----- MATERIAL SUPPLIED

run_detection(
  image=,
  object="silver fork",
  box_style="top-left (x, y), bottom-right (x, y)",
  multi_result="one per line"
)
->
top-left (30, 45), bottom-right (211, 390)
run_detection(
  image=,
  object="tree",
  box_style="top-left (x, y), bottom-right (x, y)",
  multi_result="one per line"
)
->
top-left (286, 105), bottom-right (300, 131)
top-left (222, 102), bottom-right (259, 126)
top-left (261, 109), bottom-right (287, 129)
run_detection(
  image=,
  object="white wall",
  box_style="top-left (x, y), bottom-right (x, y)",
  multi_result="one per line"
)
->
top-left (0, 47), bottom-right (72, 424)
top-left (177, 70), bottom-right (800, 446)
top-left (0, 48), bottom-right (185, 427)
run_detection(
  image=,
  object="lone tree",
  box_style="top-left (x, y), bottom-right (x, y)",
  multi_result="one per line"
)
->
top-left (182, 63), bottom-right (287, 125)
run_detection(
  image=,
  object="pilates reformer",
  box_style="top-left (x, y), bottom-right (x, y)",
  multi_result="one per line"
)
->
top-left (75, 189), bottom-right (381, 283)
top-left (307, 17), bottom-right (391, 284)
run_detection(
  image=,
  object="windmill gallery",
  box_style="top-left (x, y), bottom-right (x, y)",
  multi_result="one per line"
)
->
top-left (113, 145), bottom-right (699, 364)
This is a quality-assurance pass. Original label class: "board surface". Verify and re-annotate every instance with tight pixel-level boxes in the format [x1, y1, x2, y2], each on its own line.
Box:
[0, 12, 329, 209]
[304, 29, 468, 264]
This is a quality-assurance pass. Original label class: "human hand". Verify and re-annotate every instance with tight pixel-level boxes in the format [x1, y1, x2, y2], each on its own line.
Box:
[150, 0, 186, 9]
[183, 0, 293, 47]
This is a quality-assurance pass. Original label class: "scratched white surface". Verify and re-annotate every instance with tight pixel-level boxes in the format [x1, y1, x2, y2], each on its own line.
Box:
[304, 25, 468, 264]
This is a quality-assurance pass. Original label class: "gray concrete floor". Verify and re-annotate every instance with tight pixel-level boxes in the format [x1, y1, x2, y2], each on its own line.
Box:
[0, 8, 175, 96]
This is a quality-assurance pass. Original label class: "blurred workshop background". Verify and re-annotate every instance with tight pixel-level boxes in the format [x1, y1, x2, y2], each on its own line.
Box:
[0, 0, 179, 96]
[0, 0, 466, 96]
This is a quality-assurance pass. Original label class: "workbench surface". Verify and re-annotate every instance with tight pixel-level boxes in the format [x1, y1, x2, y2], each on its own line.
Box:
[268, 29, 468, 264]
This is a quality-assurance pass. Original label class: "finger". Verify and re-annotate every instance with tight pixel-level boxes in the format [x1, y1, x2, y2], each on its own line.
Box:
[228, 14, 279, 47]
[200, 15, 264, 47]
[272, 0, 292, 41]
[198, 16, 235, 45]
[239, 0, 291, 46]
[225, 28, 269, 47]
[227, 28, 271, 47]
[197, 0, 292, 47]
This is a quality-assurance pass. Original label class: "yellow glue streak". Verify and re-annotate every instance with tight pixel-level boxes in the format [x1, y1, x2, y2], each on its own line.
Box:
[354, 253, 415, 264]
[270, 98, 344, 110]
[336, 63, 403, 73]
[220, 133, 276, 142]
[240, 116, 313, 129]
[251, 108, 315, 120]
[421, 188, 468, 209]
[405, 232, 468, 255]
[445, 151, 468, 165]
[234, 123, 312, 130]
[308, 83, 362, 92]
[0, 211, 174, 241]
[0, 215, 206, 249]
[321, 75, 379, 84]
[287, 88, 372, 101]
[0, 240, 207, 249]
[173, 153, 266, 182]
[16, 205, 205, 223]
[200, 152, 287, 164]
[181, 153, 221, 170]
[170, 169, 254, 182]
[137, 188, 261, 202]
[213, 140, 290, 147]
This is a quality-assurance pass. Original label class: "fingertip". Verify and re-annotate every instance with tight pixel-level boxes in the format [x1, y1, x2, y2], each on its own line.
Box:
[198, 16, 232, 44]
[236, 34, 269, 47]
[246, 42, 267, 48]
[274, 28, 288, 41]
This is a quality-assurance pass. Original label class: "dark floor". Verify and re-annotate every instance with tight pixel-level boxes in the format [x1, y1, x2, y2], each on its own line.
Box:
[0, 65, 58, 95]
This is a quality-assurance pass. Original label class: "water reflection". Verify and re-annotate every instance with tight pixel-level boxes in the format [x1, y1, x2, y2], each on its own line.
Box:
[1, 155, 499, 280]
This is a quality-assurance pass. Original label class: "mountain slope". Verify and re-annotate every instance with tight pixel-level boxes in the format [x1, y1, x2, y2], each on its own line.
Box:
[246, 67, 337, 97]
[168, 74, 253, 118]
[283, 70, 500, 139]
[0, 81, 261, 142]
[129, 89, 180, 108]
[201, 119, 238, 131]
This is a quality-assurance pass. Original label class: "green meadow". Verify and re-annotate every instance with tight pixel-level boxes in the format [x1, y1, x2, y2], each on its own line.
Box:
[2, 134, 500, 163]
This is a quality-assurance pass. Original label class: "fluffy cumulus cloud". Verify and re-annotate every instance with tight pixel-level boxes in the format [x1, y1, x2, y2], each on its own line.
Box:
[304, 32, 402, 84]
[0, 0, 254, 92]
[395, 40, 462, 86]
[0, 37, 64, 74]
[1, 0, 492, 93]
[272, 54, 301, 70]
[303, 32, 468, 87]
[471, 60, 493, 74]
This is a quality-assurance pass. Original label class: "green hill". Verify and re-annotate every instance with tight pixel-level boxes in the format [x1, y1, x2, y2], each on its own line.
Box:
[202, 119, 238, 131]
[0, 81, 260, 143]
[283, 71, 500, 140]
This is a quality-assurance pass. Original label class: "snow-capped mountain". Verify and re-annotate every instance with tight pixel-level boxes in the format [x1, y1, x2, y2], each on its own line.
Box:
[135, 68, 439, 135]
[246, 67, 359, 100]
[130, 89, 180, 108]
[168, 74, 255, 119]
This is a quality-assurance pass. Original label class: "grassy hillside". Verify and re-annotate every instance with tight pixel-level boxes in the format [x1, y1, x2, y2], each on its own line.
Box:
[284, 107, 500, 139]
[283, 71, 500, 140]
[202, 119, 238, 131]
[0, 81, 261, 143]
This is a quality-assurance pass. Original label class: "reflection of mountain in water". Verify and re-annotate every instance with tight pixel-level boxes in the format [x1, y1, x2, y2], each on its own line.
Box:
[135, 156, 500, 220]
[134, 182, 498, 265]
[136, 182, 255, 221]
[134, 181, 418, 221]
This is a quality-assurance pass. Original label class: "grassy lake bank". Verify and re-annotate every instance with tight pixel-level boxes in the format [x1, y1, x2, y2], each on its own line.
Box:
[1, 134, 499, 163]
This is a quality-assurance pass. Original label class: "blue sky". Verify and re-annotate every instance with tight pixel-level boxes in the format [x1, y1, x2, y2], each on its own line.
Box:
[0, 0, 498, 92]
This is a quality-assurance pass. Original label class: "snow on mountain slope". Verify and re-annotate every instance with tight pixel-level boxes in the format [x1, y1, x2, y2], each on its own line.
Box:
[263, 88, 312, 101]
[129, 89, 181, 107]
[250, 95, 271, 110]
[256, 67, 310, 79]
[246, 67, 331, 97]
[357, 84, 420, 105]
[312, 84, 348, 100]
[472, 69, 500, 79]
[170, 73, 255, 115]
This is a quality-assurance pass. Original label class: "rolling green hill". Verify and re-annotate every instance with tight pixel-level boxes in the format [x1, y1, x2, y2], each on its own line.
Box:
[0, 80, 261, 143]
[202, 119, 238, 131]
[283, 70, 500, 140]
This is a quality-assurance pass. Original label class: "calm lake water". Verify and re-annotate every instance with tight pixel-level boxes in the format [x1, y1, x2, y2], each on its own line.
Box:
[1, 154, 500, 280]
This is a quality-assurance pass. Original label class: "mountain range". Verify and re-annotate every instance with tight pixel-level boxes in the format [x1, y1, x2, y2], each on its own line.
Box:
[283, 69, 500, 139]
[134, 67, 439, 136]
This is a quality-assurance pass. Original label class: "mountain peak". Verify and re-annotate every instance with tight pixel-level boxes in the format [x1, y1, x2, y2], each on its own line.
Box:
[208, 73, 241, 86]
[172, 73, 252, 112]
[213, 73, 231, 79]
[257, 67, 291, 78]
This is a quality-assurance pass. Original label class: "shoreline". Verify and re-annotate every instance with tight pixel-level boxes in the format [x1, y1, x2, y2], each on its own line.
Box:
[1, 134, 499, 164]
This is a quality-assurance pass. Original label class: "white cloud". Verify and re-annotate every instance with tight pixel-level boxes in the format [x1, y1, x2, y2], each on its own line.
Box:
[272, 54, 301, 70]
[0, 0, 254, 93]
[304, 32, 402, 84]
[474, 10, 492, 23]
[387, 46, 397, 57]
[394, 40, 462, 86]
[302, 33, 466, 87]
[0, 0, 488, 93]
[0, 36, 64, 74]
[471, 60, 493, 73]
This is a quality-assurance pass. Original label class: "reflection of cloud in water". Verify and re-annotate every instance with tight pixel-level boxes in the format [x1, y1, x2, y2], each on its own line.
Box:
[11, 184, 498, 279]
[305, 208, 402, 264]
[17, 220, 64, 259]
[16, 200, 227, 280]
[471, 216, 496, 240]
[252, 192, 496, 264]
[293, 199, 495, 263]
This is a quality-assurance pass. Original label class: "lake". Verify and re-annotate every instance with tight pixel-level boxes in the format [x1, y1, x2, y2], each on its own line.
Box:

----------

What lines in the records above include the string "water"? Copy each one.

This is a quality-assurance pass. Original label class: "water reflection". Verify and re-annotate every instance with tight pixel-level boxes in the format [x1, y1, x2, y2], each on its own line.
This is a quality-assurance pass. Original label class: "reflection of mountain in water". Verify and re-annotate every instance with tight pixel-level boxes in the format [x1, y1, x2, y2], each on its own line.
This is a quality-assurance pass. Original label class: "calm lake water". Verify and re-annotate every instance with tight pixel-level boxes in the format [x1, y1, x2, y2], each on its own line.
This is a quality-assurance pass. Original label class: "reflection of cloud in water". Verify and re-annotate every instance with tight pixel-level boxes in the format [x1, y1, x2, y2], each on its own line.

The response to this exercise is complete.